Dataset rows
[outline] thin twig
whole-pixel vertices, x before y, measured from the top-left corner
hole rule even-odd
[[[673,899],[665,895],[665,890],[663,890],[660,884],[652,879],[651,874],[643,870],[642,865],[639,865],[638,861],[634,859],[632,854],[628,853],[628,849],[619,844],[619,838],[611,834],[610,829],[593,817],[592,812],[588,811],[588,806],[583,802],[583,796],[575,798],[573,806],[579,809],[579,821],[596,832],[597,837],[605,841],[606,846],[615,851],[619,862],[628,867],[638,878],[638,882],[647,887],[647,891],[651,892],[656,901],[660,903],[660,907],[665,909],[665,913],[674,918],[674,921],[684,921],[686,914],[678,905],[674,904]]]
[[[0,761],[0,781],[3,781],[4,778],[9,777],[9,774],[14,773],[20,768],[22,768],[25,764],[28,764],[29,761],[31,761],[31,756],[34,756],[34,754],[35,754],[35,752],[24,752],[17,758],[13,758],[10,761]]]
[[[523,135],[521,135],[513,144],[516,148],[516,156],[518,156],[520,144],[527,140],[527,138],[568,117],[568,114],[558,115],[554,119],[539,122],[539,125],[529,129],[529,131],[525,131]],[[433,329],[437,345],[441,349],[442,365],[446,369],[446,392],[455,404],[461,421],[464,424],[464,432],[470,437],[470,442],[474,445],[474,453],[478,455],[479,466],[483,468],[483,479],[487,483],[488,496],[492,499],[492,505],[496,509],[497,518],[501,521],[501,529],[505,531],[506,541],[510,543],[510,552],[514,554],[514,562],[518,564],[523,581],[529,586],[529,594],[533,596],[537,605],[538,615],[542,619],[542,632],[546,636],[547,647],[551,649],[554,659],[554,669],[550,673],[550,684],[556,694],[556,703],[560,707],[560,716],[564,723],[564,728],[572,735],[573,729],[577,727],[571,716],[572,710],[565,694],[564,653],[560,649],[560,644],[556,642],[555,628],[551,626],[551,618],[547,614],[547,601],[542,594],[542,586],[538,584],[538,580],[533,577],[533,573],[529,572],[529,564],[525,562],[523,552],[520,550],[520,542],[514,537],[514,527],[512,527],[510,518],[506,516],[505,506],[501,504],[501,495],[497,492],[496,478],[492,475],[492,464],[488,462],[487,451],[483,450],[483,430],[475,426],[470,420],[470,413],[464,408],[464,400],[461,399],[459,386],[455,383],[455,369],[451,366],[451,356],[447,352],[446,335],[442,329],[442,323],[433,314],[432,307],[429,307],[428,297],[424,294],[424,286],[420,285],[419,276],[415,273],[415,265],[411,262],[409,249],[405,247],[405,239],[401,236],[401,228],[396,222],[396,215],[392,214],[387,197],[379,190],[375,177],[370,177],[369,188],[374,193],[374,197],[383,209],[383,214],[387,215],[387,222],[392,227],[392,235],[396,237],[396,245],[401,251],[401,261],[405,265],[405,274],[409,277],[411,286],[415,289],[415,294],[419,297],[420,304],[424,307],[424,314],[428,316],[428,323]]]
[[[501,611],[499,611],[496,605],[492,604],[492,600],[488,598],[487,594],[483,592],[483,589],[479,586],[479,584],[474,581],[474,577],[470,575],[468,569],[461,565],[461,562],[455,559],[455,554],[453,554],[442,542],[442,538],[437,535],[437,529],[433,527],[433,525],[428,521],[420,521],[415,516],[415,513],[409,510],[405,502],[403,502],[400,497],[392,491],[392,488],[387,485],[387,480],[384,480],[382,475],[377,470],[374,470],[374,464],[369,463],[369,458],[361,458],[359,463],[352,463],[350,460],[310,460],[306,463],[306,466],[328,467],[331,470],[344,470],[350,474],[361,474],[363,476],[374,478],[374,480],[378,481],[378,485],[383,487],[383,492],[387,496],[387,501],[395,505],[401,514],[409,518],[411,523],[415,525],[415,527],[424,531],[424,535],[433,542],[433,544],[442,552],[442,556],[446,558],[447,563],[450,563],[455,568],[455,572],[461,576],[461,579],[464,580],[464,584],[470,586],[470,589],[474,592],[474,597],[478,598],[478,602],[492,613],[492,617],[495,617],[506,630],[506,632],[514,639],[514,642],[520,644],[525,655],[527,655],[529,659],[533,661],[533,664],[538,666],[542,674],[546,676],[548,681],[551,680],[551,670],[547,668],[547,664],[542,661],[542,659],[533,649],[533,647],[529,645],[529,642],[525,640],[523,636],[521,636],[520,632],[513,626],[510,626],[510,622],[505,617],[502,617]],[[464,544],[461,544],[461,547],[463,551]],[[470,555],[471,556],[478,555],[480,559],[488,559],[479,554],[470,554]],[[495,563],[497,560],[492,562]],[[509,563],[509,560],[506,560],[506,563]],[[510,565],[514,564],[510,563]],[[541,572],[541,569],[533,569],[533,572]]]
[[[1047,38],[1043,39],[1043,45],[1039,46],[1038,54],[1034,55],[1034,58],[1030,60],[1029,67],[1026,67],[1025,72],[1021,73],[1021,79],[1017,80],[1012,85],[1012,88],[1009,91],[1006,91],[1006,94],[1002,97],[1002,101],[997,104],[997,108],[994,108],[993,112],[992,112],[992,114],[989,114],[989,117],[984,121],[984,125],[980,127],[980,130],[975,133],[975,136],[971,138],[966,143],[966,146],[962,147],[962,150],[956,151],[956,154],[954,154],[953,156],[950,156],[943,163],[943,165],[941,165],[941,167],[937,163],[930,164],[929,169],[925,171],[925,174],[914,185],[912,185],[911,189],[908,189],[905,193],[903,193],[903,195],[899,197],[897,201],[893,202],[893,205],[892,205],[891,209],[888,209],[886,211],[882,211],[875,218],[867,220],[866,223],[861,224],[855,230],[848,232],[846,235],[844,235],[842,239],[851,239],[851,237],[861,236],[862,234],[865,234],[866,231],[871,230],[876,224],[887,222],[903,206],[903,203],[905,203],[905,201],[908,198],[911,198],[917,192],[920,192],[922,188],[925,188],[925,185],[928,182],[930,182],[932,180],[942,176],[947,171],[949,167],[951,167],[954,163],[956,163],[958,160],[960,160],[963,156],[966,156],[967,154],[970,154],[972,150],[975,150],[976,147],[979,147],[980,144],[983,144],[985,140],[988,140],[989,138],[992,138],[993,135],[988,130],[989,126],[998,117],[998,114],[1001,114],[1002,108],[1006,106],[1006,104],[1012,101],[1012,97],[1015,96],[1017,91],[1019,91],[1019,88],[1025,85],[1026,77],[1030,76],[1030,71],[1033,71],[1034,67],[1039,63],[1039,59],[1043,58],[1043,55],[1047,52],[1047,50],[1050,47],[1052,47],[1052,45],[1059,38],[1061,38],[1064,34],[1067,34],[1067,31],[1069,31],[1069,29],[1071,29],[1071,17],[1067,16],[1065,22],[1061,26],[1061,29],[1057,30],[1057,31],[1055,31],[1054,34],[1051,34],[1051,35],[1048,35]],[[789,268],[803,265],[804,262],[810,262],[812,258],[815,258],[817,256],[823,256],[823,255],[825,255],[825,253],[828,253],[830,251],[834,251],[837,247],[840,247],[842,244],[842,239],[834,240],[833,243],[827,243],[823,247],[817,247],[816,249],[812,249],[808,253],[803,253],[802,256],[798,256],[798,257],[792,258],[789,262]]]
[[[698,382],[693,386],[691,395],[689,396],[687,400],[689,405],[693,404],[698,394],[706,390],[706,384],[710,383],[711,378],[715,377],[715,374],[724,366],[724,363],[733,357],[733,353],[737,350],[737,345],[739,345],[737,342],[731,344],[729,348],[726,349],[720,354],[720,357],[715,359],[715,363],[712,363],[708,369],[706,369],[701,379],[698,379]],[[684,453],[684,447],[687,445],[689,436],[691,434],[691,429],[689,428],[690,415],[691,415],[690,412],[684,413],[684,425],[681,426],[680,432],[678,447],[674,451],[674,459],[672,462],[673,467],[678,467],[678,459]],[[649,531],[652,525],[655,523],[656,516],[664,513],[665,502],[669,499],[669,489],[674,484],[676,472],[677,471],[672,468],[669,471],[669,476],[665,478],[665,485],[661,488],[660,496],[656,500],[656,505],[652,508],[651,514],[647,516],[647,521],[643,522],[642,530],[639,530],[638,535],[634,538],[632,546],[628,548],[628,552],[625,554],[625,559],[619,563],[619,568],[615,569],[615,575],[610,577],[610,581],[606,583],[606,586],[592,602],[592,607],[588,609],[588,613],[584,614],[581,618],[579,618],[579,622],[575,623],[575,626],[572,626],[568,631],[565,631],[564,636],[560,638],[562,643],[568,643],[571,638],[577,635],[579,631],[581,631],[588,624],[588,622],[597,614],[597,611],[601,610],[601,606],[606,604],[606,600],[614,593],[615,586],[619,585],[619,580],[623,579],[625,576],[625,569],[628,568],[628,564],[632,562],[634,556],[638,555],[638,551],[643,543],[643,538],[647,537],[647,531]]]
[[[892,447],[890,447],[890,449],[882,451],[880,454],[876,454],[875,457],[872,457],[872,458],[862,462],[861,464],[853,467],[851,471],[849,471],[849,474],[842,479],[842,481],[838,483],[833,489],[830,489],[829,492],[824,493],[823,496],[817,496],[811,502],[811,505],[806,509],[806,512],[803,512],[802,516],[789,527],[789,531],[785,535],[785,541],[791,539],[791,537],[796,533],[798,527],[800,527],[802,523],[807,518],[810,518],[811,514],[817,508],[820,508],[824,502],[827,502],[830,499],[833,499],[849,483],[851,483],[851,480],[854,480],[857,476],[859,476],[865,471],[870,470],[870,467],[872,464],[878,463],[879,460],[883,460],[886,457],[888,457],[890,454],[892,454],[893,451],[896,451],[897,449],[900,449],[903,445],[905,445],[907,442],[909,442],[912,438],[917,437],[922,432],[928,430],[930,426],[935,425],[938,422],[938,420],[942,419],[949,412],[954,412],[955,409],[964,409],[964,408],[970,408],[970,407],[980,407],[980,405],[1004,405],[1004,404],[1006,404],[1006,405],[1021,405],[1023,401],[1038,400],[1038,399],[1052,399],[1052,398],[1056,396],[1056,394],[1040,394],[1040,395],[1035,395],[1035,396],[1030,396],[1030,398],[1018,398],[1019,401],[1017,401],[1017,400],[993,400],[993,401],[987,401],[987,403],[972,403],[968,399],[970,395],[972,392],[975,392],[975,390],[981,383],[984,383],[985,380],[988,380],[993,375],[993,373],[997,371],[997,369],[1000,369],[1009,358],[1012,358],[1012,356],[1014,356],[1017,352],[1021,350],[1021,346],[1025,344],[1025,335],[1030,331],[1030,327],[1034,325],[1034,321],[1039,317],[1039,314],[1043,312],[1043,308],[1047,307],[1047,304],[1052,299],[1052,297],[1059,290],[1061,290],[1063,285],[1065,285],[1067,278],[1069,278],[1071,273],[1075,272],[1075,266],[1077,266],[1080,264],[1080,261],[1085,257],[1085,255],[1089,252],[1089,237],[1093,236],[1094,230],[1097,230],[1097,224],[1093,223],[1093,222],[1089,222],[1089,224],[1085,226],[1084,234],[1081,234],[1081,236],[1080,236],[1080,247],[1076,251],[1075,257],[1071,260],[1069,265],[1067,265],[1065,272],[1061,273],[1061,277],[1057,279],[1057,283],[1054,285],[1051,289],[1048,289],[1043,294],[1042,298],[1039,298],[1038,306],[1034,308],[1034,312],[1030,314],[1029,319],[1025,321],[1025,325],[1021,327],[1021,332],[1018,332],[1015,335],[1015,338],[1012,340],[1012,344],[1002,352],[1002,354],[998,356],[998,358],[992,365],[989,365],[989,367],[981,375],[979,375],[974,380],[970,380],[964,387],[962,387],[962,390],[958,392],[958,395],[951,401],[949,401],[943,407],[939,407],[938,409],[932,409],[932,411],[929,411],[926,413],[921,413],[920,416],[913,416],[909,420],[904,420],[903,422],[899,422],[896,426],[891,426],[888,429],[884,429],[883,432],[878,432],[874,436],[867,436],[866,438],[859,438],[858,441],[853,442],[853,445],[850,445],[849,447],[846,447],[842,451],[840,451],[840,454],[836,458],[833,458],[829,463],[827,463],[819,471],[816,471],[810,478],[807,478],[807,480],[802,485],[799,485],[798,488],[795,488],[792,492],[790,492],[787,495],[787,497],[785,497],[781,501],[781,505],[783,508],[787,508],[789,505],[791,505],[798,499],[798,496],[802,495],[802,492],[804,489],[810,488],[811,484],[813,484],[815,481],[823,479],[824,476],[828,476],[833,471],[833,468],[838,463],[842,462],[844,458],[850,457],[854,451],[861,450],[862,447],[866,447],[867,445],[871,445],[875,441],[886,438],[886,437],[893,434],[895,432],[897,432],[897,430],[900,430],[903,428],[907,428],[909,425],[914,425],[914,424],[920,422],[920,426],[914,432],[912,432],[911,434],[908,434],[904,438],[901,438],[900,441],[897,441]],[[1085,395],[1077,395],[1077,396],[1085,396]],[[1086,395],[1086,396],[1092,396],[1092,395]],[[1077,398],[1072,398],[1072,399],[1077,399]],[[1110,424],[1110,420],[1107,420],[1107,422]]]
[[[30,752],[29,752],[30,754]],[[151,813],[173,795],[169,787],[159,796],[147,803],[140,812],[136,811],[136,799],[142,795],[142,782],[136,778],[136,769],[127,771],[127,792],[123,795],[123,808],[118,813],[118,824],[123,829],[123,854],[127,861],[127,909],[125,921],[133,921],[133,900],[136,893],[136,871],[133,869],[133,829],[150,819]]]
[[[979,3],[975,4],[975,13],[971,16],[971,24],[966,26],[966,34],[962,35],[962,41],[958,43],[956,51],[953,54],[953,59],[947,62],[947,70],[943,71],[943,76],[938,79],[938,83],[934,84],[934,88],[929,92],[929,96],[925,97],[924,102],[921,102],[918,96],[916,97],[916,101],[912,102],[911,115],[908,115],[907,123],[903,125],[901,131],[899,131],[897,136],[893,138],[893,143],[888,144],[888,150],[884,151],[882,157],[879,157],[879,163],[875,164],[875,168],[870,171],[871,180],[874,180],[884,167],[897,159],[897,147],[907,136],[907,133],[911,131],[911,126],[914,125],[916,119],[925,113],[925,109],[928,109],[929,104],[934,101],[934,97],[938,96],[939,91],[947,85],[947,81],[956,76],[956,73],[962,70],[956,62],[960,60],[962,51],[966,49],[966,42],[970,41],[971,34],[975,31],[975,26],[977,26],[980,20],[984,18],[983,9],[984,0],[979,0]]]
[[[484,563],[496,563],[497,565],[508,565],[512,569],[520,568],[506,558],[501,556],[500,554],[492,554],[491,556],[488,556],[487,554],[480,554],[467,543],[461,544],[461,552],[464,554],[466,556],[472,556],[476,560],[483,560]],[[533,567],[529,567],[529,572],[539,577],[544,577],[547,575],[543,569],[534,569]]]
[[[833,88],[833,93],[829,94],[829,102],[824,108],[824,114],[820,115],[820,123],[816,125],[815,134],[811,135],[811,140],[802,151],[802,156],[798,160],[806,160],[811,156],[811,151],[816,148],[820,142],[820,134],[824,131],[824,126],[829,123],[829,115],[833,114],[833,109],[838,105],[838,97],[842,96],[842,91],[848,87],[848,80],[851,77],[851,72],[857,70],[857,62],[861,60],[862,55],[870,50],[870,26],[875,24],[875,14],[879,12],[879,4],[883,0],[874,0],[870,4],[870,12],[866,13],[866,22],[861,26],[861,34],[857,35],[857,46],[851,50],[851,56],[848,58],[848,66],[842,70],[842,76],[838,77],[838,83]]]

_GIVEN INSTRUCTION_
Copy the lines of the listing word for word, beginning with its first line and ending with the line that contains "hole rule even-odd", including both ends.

_ANSWER TO THE TASK_
[outline] thin twig
whole-pixel vertices, x before y, measured from the top-left corner
hole rule even-odd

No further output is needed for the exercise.